At his death his party was carved in two by his widow, V.N. Janaki, and his political protégé, actress Jayalalitha Jayaram (see, below). Janaki had been appointed to succeed her husband as chief minister on Jan.3, 1988. But before the month was out fierce fighting erupted on the assembly floor during a vote of confidence on the new government. After the incident, Gandhi sacked the three week-old administration and placed Tamil Nadu under president’s rule. The recent elections were the first since then.

Never before had a state election campaign been so boisterous and colourful. Larger-than-life portraits of party leaders stared down from city walls. For hours people lined streets to hear candidates – many of them film stars – plead for votes. Loudspeakers incessantly blared political rhetoric. Yet through the din and glitter, the 35 million electorate sent out an unmistakable message – the Tamils wanted a strong, regional party to govern them. The DMK was the clear favourite in both urban and rural areas. Voters seemed to ignore glamour, opting instead for candidates who had links to their constituencies. Although his popularity rivaled MGR’s, actor Sivaji Ganesan lost to his DMK opponent by a huge margin of 10,000 votes.

Of the major parties, the DMK had the shortest and most specific program. Although the party was originally built on anti-Hindi, Tamil chauvinism, this has changed over time. Among the DMK’s supporters was Haryana chief minister Devi Lal, who refuses to speak anything but Hindi. Yet Karunanidhi claimed the victory was a complete rejection of Gandhi’s ‘anti-Dravidian stance and his attempt to denigrate and obliterate the Dravidian sentiment.’ By race, the people of Tamil Nadu are Dravidians, and Tamil is a Dravidian language. Karunanidhi, however, benefited from the split in the AIADMK and from the strong backing he received from the national opposition National Front. Jayalalitha’s faction took the second largest number of seats, while Janaki’s could win only one.

Despite his boasts at Gandhi’s expense, Karunanidhi adopted a conciliatory tone after his victory. ‘I know that some people have talked ill of us, carried on a campaign of calumny against us and some have stabbed us in the back,’ he said. ‘But we should not be vindictive.’ Still, bumpy times may lie ahead in relations between Delhi and Madras. Sri Lanka is likely to be the chief obstacle. Asked if he would call for the complete withdrawal of Indian forces from the island nation, Karunanidhi replied cautiously: ‘We would like to study how the governments have so far tackled the problem and come to a decision.’ But he warned that his government ‘would continue to struggle for a just, peaceful and durable solution to the problems of the people of Tamil Eelam.’ Karunanidhi also hinted that separatist Liberation Tigers of Tamil Eelam leader Velupillai Prabhakaran supported him. ‘He believes that the DMK will help him find a peaceful and just settlement of the Tamil question,’ he claimed.
□ □ □ □ □ □ □
TO BE DONE: Write a continuation of the article on the Tamil Nadu state election, picking up right after its final sentence.

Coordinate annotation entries
□ □ □ □ □ □ □
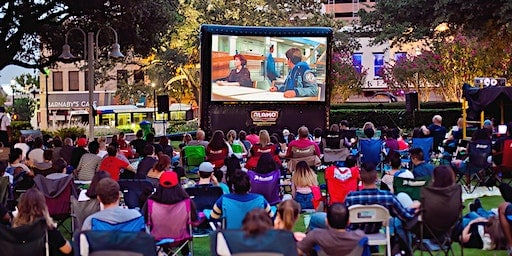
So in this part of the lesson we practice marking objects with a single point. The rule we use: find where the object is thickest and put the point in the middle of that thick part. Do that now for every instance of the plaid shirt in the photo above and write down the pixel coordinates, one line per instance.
(381, 197)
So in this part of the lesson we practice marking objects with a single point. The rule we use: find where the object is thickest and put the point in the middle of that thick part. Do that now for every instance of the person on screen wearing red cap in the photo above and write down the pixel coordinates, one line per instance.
(301, 81)
(113, 165)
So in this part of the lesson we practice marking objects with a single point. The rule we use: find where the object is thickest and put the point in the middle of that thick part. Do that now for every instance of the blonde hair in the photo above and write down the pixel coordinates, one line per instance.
(231, 133)
(288, 211)
(264, 138)
(32, 206)
(303, 176)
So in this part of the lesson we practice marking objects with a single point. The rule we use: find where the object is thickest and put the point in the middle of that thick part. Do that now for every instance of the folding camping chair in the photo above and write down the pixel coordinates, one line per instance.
(133, 225)
(477, 168)
(425, 144)
(411, 187)
(435, 227)
(235, 242)
(370, 151)
(171, 236)
(506, 160)
(135, 192)
(57, 189)
(27, 240)
(193, 156)
(373, 213)
(112, 243)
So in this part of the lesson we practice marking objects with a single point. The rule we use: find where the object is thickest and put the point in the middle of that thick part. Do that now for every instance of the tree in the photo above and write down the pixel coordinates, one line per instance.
(26, 27)
(402, 21)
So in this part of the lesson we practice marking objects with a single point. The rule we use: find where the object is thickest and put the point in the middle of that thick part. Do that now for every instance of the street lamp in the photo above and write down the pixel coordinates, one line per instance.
(153, 85)
(89, 50)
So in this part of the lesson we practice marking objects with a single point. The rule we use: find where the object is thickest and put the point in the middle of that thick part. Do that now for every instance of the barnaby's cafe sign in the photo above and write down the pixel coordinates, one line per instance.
(71, 100)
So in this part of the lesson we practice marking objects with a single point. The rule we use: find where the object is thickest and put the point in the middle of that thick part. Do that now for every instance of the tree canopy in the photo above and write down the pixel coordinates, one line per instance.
(403, 21)
(33, 32)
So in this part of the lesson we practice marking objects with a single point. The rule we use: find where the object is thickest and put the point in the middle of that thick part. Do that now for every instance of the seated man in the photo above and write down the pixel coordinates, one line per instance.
(236, 205)
(370, 194)
(421, 169)
(334, 240)
(303, 149)
(107, 192)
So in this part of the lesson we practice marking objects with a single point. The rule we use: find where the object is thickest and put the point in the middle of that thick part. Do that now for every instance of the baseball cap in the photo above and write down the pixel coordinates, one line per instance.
(206, 167)
(168, 179)
(82, 142)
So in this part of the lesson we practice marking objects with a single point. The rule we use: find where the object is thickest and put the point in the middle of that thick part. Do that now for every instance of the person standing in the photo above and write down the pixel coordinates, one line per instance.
(271, 65)
(5, 127)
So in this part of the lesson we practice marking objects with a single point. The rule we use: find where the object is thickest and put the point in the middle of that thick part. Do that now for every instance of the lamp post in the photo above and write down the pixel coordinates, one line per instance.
(89, 50)
(153, 85)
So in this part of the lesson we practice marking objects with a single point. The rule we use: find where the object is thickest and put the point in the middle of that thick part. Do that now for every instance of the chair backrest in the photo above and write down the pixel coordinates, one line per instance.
(425, 144)
(204, 196)
(114, 242)
(373, 213)
(267, 185)
(57, 193)
(236, 242)
(412, 187)
(479, 151)
(133, 225)
(135, 192)
(194, 155)
(24, 240)
(80, 210)
(160, 227)
(507, 154)
(5, 190)
(234, 211)
(237, 148)
(439, 218)
(370, 150)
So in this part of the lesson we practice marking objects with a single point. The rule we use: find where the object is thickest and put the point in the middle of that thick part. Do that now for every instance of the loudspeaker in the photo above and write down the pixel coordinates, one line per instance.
(163, 103)
(411, 101)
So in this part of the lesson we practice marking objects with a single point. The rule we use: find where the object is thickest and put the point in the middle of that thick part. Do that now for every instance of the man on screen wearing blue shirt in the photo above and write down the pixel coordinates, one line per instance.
(301, 81)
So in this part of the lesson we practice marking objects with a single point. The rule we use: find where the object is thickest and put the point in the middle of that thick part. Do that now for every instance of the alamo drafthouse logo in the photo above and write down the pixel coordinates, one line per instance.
(264, 117)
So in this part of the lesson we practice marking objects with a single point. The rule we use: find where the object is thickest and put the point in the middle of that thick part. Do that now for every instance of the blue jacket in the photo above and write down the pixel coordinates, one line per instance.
(302, 80)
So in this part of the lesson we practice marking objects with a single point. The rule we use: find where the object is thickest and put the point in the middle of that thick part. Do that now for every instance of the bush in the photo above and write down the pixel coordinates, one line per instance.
(394, 114)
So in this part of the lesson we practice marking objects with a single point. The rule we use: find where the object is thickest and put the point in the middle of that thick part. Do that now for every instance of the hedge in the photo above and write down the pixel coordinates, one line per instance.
(394, 114)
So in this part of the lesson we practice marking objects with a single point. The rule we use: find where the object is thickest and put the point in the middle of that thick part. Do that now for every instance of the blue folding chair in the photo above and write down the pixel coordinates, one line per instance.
(426, 146)
(370, 151)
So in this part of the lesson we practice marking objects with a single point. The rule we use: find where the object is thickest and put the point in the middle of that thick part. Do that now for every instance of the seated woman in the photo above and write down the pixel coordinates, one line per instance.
(163, 164)
(31, 207)
(265, 179)
(240, 76)
(218, 149)
(482, 229)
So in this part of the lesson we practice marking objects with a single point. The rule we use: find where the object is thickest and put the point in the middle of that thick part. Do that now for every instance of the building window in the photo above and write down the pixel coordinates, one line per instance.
(400, 55)
(138, 76)
(122, 77)
(378, 64)
(357, 61)
(73, 80)
(57, 80)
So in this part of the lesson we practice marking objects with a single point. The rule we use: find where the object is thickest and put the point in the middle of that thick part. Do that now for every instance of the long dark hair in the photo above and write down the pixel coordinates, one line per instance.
(266, 164)
(443, 176)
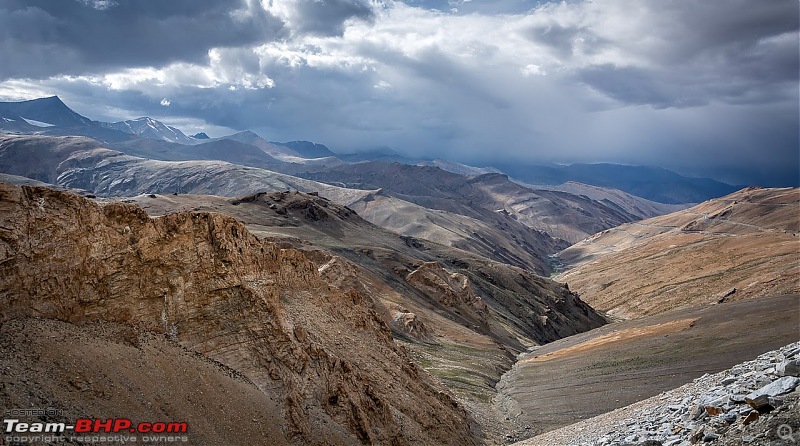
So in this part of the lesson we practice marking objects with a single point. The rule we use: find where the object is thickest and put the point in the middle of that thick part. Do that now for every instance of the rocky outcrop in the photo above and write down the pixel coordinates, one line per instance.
(720, 409)
(452, 290)
(203, 280)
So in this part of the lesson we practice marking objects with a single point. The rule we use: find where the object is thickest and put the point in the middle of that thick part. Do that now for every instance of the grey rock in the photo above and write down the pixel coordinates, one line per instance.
(775, 388)
(789, 367)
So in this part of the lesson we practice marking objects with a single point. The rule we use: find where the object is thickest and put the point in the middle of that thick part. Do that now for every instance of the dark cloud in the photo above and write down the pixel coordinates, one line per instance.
(705, 88)
(327, 17)
(735, 51)
(44, 38)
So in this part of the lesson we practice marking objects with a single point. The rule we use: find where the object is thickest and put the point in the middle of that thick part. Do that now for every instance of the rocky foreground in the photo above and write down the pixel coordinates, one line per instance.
(756, 402)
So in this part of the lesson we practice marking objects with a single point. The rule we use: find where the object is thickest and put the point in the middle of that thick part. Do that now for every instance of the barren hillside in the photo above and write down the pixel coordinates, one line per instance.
(740, 246)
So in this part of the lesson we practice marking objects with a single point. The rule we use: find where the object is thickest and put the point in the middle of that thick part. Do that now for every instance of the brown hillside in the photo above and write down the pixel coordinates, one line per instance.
(203, 280)
(741, 246)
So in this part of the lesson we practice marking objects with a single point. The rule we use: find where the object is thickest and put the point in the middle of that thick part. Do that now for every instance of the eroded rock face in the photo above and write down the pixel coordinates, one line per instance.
(450, 289)
(205, 281)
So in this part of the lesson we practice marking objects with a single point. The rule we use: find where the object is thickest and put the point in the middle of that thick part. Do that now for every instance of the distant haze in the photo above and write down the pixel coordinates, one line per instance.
(703, 88)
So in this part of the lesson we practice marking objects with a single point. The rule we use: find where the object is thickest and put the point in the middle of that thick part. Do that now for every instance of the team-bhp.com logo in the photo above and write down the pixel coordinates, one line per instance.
(88, 427)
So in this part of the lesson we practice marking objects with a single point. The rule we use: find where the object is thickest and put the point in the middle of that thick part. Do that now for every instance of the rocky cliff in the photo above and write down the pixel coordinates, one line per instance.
(203, 280)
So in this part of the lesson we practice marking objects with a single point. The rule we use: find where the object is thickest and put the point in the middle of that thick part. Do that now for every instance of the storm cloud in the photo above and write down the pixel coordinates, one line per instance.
(706, 88)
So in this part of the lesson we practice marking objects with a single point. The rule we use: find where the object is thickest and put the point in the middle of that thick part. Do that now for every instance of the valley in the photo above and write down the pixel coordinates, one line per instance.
(338, 299)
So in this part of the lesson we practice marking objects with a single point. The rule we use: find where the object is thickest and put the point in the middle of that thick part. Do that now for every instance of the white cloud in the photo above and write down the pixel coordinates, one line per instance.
(592, 80)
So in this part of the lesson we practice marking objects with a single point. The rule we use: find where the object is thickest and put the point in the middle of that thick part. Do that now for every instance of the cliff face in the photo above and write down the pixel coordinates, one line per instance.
(205, 281)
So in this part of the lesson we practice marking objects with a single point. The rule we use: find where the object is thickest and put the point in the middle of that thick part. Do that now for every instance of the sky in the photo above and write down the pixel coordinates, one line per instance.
(706, 88)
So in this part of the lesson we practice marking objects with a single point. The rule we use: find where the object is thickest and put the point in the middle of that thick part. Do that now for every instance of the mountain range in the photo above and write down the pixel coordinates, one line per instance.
(366, 298)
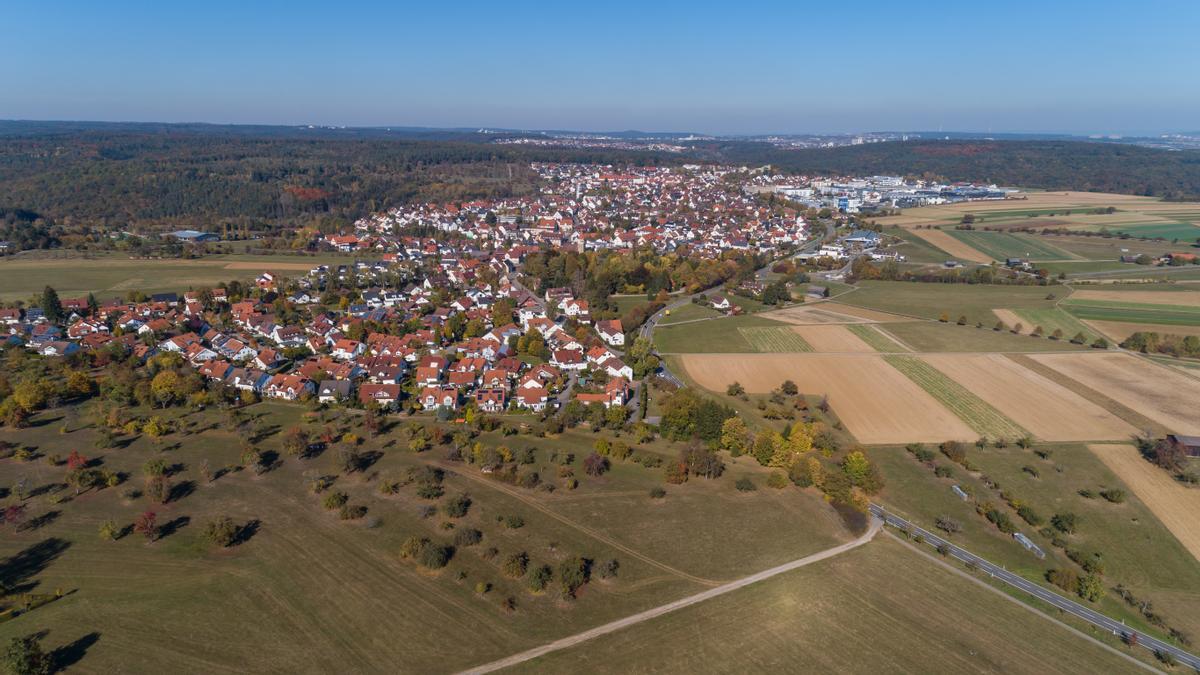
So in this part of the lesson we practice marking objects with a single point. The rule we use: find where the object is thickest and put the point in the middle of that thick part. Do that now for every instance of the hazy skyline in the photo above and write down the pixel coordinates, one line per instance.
(755, 67)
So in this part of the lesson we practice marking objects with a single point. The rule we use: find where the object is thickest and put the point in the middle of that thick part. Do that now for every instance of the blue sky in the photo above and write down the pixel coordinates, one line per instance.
(743, 67)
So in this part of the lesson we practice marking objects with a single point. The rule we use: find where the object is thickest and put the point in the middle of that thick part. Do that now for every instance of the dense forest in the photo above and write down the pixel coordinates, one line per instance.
(159, 177)
(1050, 165)
(64, 178)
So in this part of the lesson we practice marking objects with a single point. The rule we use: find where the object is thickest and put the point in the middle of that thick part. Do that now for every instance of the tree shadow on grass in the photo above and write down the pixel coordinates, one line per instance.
(173, 526)
(246, 532)
(71, 653)
(35, 524)
(17, 571)
(180, 490)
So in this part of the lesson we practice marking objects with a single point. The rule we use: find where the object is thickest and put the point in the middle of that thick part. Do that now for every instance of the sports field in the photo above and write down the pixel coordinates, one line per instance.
(874, 400)
(1159, 393)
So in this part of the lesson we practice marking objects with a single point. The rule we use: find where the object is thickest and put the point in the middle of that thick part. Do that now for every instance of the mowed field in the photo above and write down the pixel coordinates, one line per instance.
(874, 400)
(1045, 408)
(1001, 245)
(953, 246)
(1162, 394)
(1170, 501)
(833, 338)
(113, 276)
(850, 614)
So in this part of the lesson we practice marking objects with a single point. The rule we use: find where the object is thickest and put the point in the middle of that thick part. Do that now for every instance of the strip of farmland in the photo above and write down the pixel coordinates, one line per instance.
(981, 416)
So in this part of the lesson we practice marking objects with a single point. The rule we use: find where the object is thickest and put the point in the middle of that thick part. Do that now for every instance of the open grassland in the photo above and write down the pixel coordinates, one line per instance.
(876, 339)
(1139, 551)
(719, 335)
(1037, 404)
(1117, 330)
(1001, 245)
(108, 276)
(691, 311)
(774, 339)
(952, 245)
(833, 338)
(1159, 393)
(1173, 502)
(916, 249)
(318, 593)
(934, 336)
(1050, 320)
(874, 400)
(930, 300)
(981, 416)
(1134, 312)
(925, 620)
(1162, 296)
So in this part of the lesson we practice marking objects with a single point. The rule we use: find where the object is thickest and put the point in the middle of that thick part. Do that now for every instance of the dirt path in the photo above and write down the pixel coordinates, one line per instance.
□ □ □ □ □ □ □
WRITTEN RESPONSE:
During the year of Delhi’s rule, Gandhi had hoped the free rein he had given Governor P.C. Alexander to clean up Tamil Nadu’s paralysed administration would pay dividends at the polls. The failure of Congress (I) to win the state means the party controls no major southern state and remains limited to its northern Indian base. But Gandhi could find some consolation in the results of the elections held the same day as the Tamil Nadu polls in the small northeast states of Nagaland and Mizoram. Congress (I) captured majorities in both state assemblies.

Gandhi’s setback in the south, however, was compounded by a scandal in Madhya Pradesh. The Congress (I) leadership in the central state ousted Chief Minister Arjun Singh after he had been accused of misappropriating charity funds to pay for the construction of a mansion in the capital Bhopal.

The ruling party’s poor showing in Tamil Nadu has been a shot in the arm for Gandhi’s opposition – further evidence that the nation is looking for a change, they argue. ‘It is a total rejection of Mr. Gandhi’s misrule and heralds the beginning of a new politics in the country,’ said Janata leader M.S. Gurupadaswamy. Added S.R. Bommai, chief minister in Karnataka: ‘It is also a message for the opposition parties to consolidate themselves to go to the people with alternative programs and policies.’

Rivalries: Star Wars

Politics in Tamil Nadu, the film capital of southern India, could well be the subject of a movie. Every major party in the Jan. 21 state election had a former or current film star in the running or campaigning. The man who led the Dravida Munnetra Kazhagam (DMK) party to victory, veteran politician Muthuvel Karunanidhi, is also a well-known writer of fiery screenplays. The election results could not have turned out better for him if he had written the script himself.

Karunanidhi takes over the lead role from a man who perfected the art of political drama, monumental screen star Maruthur Gopalamenon Ramachandran. Chief minister of Tamil Nadu for over a decade, MGR left a gaping hole in the state’s politics when he died of a heart attack in December 1987.

Barely a month after he was buried, members of his All-India Anna Dravida Munnetra Kazhagam (AIADMK) took separate cues. The party split into two factions, led by its leading ladies – grieving widow V.N. Janaki and the ‘other woman’, buxom and ivory-skinned actress-politician Jayalalitha Jayaram. Both were vying for the role of chief minister. Janaki, 63, one of MGR’s early co-stars, had left her husband to marry the movie hero. In last week’s elections, she contested MGR’s old Andipatti constituency, never failing to remind voters she was his widow. ‘MGR’s work should not die with him,’ she told them, pleading for a chance ‘to finish what he had started.’ The electorate was not convinced, however; she came in third behind winner P. Asaiyan of the DMK.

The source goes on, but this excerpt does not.